▶ What you are asked to do
Please resume the R notebook on causality extraction, continuing right after its final line.

::: Provided text

In canfielder/CausalityExtraction: Hypothesis Extraction and Analysis for Scholarly Papers in Social Sciences

knitr::opts_chunk$set(echo = TRUE)

Purpose

The purpose of this notebook is to test how to implement the complete Causality Extraction NLP project.

Import

Libraries

  if (!require(pacman)) {install.packages('pacman')}
  p_load(
    dplyr
  )

Regex

regex_hypo_marker <- "<split>hypo (.*?):"

Data

folder_path <- "./../../../inst/extdata/sample_documents/"
pdf_paths <- list.files(recursive = FALSE, 
                       path = folder_path, 
                       pattern = ".pdf", 
                       full.names = TRUE)
print(pdf_paths)

Steps

Text Pre-processing
Hypothesis Extraction
Entity Extraction
Causality Classification
Final Output Table

Create File List

Select PDFs

n = 1
input_path <- pdf_paths[5:8]
input_path

Create file names

file_names <- NULL
# Create vector of file names if necessary
  if (is.null(file_names)){
    file_names <- basename(input_path)
  }

file_names

Convert Texxt to PDF

Execute conversion

# Convert PDF to text
text_raw <- pdf_to_text(input_path)

Check for failed text conversion

# Check for failed text conversion
idx_pdf2text_fail <- text_conversion_test(text_raw)
idx_pdf2text_fail

Create Vector of files that did not convert

 # Create vector of file names which did not convert
  text_idx_range <- 1:length(text_raw)
  log_pdf2text <- !(text_idx_range %in% idx_pdf2text_fail)
  log_pdf2text
  names_pdf2text_fail <- file_names[!log_pdf2text]
  names_pdf2text_fail
  # Message console all files which failed to convert
  for (file_name in names_pdf2text_fail) {
    # Create message
    status_message_pdf2text <- paste(
      file_name,
      ": File failed to convert to text.",
      sep = ""

::::::
::: Given entries

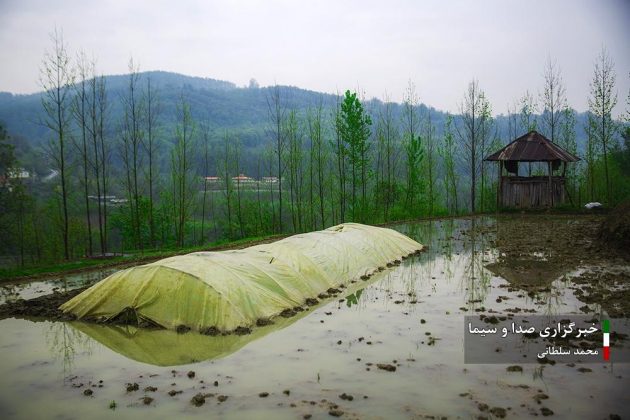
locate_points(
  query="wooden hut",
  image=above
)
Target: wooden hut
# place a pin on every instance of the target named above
(531, 191)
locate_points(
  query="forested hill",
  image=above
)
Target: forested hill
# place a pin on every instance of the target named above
(243, 111)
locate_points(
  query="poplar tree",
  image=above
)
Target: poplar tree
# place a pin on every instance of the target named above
(601, 102)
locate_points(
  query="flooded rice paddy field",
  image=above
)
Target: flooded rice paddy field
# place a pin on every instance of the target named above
(391, 347)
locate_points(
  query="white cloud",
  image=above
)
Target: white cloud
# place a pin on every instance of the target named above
(331, 45)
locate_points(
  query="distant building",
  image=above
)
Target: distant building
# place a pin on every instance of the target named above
(243, 179)
(50, 176)
(18, 173)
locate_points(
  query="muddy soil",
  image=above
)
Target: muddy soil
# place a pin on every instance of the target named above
(535, 250)
(46, 307)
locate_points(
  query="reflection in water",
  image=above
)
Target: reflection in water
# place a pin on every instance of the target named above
(30, 289)
(353, 298)
(462, 249)
(168, 348)
(65, 342)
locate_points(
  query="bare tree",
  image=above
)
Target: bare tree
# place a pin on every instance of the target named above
(470, 133)
(275, 109)
(317, 159)
(206, 143)
(182, 170)
(387, 138)
(95, 120)
(553, 99)
(132, 138)
(80, 112)
(601, 103)
(152, 110)
(57, 78)
(412, 140)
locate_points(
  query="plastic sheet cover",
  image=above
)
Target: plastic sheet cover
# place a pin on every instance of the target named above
(229, 289)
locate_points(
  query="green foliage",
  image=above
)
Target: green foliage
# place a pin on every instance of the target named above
(354, 125)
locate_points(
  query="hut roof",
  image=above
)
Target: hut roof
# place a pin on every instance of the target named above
(532, 147)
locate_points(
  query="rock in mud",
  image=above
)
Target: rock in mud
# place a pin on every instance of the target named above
(346, 397)
(198, 400)
(287, 313)
(386, 366)
(132, 387)
(242, 331)
(498, 412)
(546, 412)
(261, 322)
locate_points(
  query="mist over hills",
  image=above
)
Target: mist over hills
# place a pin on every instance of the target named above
(243, 111)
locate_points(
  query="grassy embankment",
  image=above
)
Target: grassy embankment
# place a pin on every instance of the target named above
(136, 257)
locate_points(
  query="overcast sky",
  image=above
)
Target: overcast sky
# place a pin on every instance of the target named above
(334, 45)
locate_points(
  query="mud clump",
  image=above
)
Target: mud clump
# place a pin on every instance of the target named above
(288, 313)
(498, 412)
(212, 331)
(386, 366)
(615, 230)
(198, 400)
(242, 331)
(546, 412)
(133, 387)
(41, 307)
(346, 397)
(261, 322)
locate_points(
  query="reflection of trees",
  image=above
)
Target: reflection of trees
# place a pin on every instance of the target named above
(419, 268)
(476, 277)
(9, 293)
(353, 298)
(64, 342)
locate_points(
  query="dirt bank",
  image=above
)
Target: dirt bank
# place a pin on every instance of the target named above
(536, 250)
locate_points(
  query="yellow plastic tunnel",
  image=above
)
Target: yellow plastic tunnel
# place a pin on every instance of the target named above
(230, 289)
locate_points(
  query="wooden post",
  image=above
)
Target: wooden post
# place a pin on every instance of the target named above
(500, 183)
(550, 186)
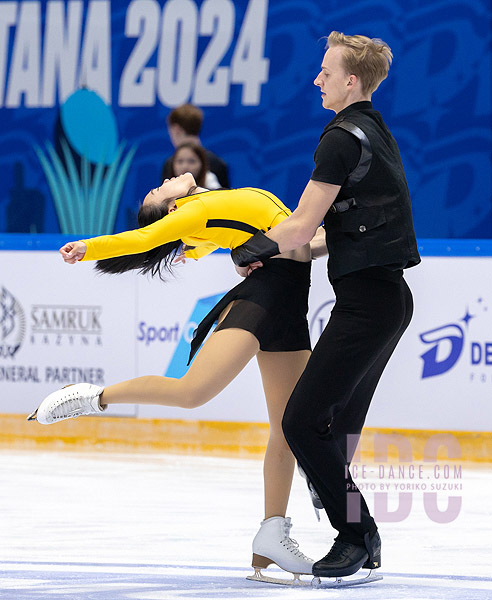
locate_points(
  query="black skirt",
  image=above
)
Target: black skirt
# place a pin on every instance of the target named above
(271, 303)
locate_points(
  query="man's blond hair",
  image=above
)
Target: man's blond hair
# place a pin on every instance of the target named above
(368, 59)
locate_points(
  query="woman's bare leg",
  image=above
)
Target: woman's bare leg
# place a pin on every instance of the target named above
(222, 357)
(280, 372)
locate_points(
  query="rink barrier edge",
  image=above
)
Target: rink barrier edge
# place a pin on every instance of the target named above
(228, 439)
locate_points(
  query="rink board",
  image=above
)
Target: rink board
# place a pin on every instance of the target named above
(65, 324)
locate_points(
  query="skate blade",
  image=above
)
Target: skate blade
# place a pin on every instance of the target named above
(296, 582)
(33, 416)
(336, 582)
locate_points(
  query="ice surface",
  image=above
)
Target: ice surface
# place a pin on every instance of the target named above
(107, 526)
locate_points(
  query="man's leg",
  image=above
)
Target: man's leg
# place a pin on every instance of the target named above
(367, 316)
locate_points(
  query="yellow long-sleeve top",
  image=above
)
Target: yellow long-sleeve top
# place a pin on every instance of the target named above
(205, 221)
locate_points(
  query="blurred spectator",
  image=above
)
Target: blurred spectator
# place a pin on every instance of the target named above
(190, 157)
(184, 123)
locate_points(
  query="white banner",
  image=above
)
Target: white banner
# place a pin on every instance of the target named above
(62, 324)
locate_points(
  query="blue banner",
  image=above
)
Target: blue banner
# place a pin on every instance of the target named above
(86, 86)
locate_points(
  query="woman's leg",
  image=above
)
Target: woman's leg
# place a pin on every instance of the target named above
(280, 372)
(222, 357)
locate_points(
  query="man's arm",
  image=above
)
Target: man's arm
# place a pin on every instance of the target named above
(295, 231)
(318, 244)
(301, 226)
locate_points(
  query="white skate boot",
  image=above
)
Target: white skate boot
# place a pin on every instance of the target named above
(69, 402)
(272, 545)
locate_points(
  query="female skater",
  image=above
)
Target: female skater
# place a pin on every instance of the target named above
(263, 316)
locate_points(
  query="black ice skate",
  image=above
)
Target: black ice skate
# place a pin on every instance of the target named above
(315, 499)
(345, 559)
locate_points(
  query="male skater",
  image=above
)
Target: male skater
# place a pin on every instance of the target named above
(358, 188)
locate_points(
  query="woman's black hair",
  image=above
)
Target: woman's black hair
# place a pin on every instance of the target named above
(153, 261)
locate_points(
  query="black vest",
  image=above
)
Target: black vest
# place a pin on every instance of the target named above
(370, 223)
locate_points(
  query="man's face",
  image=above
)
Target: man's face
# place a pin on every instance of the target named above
(334, 81)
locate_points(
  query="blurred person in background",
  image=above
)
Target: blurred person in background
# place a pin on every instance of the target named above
(184, 123)
(190, 157)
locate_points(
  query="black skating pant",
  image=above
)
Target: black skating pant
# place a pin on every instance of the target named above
(332, 396)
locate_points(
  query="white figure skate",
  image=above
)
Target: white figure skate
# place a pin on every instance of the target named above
(68, 403)
(272, 545)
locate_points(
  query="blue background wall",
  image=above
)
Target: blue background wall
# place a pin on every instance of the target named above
(437, 98)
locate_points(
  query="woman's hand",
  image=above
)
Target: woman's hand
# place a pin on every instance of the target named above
(73, 252)
(180, 258)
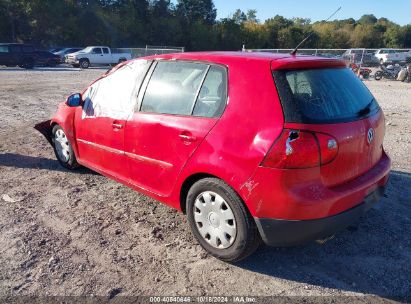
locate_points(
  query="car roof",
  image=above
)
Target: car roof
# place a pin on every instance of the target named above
(14, 43)
(277, 60)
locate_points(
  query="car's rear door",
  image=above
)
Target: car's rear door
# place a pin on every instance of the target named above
(5, 55)
(179, 104)
(100, 125)
(96, 56)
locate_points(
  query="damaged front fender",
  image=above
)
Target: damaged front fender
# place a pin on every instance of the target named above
(45, 128)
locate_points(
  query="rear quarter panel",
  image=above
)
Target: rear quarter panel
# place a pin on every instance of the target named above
(239, 141)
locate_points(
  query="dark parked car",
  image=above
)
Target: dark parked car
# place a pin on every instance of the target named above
(17, 54)
(360, 57)
(65, 51)
(46, 58)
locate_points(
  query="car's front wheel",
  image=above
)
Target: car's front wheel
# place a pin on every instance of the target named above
(378, 75)
(220, 221)
(63, 149)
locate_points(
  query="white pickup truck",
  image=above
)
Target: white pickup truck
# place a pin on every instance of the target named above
(96, 55)
(391, 56)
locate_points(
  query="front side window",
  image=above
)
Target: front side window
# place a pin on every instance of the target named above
(173, 87)
(96, 51)
(115, 95)
(28, 49)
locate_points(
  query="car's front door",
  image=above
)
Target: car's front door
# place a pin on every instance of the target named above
(100, 124)
(178, 105)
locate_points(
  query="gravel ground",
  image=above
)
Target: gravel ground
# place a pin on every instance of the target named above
(78, 233)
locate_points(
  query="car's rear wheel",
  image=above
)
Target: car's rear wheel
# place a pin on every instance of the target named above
(378, 75)
(63, 149)
(84, 63)
(220, 221)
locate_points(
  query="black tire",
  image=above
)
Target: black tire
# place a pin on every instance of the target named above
(69, 163)
(378, 75)
(247, 237)
(84, 63)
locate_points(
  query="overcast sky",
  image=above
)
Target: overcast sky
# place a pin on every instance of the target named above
(398, 11)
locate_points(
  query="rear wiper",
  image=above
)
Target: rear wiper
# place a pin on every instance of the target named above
(366, 109)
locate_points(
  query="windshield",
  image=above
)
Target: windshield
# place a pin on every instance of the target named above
(323, 95)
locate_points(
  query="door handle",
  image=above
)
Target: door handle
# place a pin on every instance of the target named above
(117, 125)
(187, 138)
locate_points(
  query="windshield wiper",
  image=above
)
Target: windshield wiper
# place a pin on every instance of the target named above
(367, 109)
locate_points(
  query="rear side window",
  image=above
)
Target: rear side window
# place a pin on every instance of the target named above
(213, 94)
(173, 87)
(323, 95)
(15, 48)
(27, 49)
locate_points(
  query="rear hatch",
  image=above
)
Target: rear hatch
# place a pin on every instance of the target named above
(334, 102)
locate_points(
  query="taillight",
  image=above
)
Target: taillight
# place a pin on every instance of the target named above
(296, 149)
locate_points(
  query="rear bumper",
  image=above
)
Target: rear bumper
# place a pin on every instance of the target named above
(276, 232)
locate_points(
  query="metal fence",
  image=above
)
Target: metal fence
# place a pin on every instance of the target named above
(360, 56)
(151, 50)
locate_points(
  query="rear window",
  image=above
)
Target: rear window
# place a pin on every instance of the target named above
(323, 96)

::::::

▶ The reply
    )
    # Output message
    message(status_message_pdf2text)
  }

log_pdf2text

Remove PDFs which failed text conversion

  # Drop files names and extracted text if conversion failed
  text_raw <- text_raw[log_pdf2text]
  file_names <- file_names[log_pdf2text]
  file_names

Create Causality Extraction Table

Initializations

# Initialize output vector
lst_output <- vector(
  mode   = "list",
  length = length(text_raw)
  )

  # Initialize vectors for output messages
  names_h_detect_fail <- c()
  names_process_complete <- c()

Generate list of Dataframes

for (i in seq_along(text_raw)) {

    # Define text and file name
    text = text_raw[i]
    file_name = file_names[i]

    # Process raw text
    text_processed <- process_text(text)

    # Hypothesis Classification
    hypothesis.df <- hypothesis_extraction(text_processed, apply_model = FALSE)

    # Test if hypothesis detected
    hypothesis.v <- hypothesis.df %>%
      dplyr::pull(hypothesis)

    hypothesis_detected <- !(purrr::is_empty(hypothesis.v))

    if (hypothesis_detected) {
      # Entity extraction
      entities <- entity_extraction(hypothesis.df)

      # Causality classification
      causality_class <- causality_classification(hypothesis.df)
      causality_class <- data.frame(causality_class)

      # Direction class
      direction_class <- direction_classification(hypothesis.df)
      direction_class <- data.frame(direction_class)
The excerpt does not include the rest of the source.